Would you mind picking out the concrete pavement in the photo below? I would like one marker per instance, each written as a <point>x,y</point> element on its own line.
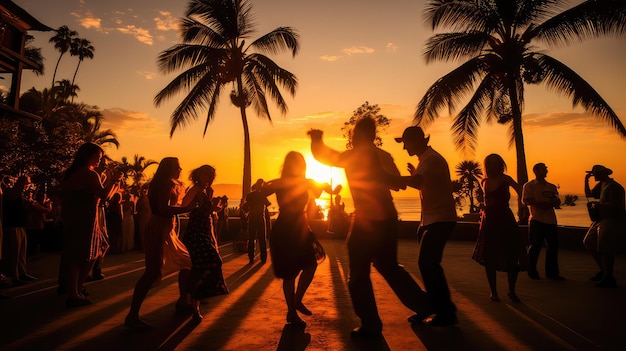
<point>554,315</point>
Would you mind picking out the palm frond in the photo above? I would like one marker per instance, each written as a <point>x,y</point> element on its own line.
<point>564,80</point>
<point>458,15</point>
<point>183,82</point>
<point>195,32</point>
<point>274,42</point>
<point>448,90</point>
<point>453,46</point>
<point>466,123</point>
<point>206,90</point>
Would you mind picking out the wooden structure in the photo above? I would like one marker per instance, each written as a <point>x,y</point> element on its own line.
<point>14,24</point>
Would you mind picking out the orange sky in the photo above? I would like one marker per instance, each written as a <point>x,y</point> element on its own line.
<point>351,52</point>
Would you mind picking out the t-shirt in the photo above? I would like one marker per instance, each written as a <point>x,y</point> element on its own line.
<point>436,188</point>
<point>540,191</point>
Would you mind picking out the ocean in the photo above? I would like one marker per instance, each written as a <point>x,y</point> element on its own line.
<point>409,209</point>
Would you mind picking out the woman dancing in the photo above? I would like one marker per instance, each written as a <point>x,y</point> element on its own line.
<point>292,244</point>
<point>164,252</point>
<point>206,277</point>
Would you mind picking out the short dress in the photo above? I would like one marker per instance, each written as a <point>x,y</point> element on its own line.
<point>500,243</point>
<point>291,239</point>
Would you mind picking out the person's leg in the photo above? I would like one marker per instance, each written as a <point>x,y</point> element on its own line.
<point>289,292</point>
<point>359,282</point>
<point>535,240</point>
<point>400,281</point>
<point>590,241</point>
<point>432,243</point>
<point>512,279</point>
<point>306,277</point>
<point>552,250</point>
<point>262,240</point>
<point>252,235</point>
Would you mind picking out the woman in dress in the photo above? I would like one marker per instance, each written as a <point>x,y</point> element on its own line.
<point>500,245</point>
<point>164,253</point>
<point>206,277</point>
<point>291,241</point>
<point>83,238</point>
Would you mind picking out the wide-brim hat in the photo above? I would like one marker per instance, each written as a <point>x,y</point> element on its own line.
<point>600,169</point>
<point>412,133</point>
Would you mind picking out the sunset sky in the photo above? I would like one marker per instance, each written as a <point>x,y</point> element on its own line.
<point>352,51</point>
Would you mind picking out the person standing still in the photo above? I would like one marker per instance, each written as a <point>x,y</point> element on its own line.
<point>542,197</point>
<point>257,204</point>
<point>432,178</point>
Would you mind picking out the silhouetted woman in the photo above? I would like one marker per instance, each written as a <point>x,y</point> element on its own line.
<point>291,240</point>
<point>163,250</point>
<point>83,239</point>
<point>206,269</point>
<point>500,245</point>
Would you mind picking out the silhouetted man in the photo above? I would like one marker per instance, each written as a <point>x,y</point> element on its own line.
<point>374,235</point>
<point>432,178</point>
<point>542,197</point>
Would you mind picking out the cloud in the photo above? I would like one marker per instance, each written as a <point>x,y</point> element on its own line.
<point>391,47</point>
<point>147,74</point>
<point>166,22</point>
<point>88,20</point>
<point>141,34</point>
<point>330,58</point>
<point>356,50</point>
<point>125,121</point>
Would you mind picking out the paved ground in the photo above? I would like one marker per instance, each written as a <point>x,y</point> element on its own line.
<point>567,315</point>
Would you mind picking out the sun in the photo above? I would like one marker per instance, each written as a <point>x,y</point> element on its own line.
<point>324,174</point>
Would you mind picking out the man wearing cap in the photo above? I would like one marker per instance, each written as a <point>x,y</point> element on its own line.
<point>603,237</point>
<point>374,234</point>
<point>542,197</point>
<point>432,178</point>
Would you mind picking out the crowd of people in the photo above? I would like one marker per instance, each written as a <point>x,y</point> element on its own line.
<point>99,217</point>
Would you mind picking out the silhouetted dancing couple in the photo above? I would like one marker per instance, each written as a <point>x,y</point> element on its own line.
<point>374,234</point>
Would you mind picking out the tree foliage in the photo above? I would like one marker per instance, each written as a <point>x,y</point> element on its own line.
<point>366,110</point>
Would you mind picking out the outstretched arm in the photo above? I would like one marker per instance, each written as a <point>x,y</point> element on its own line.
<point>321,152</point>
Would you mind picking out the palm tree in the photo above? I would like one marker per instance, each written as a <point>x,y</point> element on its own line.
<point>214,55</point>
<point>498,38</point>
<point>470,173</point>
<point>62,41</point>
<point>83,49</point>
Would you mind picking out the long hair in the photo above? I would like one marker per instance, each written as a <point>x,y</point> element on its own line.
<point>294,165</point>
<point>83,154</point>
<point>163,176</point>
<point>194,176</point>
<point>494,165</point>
•••••
_What to work on_. Rewrite the lines from the one holding "Would you mind picking out the long" through the end of the lines, inclusive, with "long hair" replaced by "dark hair" and everything else unchanged. Give only these lines.

_Solution to the exercise_.
Would you mind picking out the dark hair in the photo above? I would like one marker per instance, each written as a <point>x,y</point> element on its own line.
<point>294,165</point>
<point>83,154</point>
<point>163,176</point>
<point>194,176</point>
<point>494,165</point>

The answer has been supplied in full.